_QUOTED PASSAGE_.
- Pitcher
- Born: April 11, 1987 (age 39) Burnaby, British Columbia, Canada
- Bats: RightThrows: Right

NPF debut
- July 30, 2010, for the USSSA Pride

NPF statistics
- Win–loss record: 25–11
- Earned run average: 2.53
- Strikeouts: 288
- Shutouts: 9
- Complete games: 24
- Innings pitched: 293.2

Teams
- Washington Huskies (2006–2010); USSSA Pride (2010–2014); Canadian Wild (2019-present);

Career highlights and awards
- NPF All-Star (2011); 2× USA Softball Collegiate Player of the Year (2009, 2010); Women's College World Series champion (2009); WCWS All-tournament team (2009); WCWS Most Outstanding Player (2009); 2× Honda Sports Award winner for softball; 2× Cowles Cup champion (2013, 2014);

Medals
Women's softball
Representing Canada
Olympic Games
| Bronze medal – third place | 2020 Tokyo | Team |
Pan American Games
| Silver medal – second place | 2007 Rio de Janeiro |  |
| Silver medal – second place | 2019 Lima |  |
World Championships
| Bronze medal – third place | 2010 Caracas |  |
| Bronze medal – third place | 2018 Chiba |  |

= Danielle Lawrie =

Canadian softball player (born 1987)

Danielle Elaine Lawrie (born April 11, 1987) is a Canadian, former collegiate All-American, medal-winning Olympian, professional All-Star softball pitcher and current sports commentator. Lawrie played college softball at Washington, in which she was part of the 2009 Women's College World Series championship team and was named Most Outstanding Player. Lawrie formerly played for the Canada women's national softball team, including during the 2008 Summer Olympics, and the 2020 Summer Olympics, where she won a bronze medal.

From 2010 to 2014 and in 2019, Lawrie played for the USSSA Pride and Canadian Wild of National Pro Fastpitch (NPF) and was an NPF All-Star in 2011 and part of two Cowles Cup league championship teams in 2013 and 2014. She owns numerous records for the Huskies as well as the Pac-12, where she is the career leader in strikeouts, and ranks fourth all-time in the NCAA Division I.

_PROVIDED MATERIAL_.
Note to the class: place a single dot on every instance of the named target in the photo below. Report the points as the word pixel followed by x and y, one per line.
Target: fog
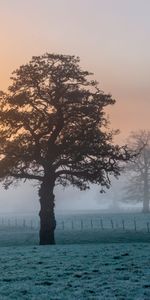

_THE TASKS_.
[1] Reproduce the part of the Danielle Lawrie article word for word, starting at the words "Danielle Elaine Lawrie" and ending after the words "a bronze medal.".
[2] Turn the paragraph of the Danielle Lawrie article that opens with "From 2010 to 2014" into a short bulleted list that keeps its main facts.
[3] In the Danielle Lawrie article, what medal did Lawrie win at the 2020 Summer Olympics?
The listing is separate from the Danielle Lawrie article.

_WRITTEN ANSWERS_.
[1]
Danielle Elaine Lawrie (born April 11, 1987) is a Canadian, former collegiate All-American, medal-winning Olympian, professional All-Star softball pitcher and current sports commentator. Lawrie played college softball at Washington, in which she was part of the 2009 Women's College World Series championship team and was named Most Outstanding Player. Lawrie formerly played for the Canada women's national softball team, including during the 2008 Summer Olympics, and the 2020 Summer Olympics, where she won a bronze medal.

[2]
- Played for the USSSA Pride and Canadian Wild of National Pro Fastpitch (NPF) from 2010 to 2014 and in 2019
- NPF All-Star in 2011
- Won Cowles Cup league championships in 2013 and 2014
- Holds numerous records for the Huskies and the Pac-12
- Career leader in strikeouts in the Pac-12
- Ranks fourth all-time in strikeouts in NCAA Division I

[3] She won a bronze medal.